▶ [Exercise brief]
Copy the material below line for line, without altering a single character.

Dataset records:
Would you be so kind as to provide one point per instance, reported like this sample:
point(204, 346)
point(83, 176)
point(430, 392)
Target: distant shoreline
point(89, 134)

▶ [Answer to the task]
Would you be so kind as to provide one point per instance, reported like this sample:
point(204, 346)
point(83, 176)
point(430, 392)
Target: distant shoreline
point(89, 134)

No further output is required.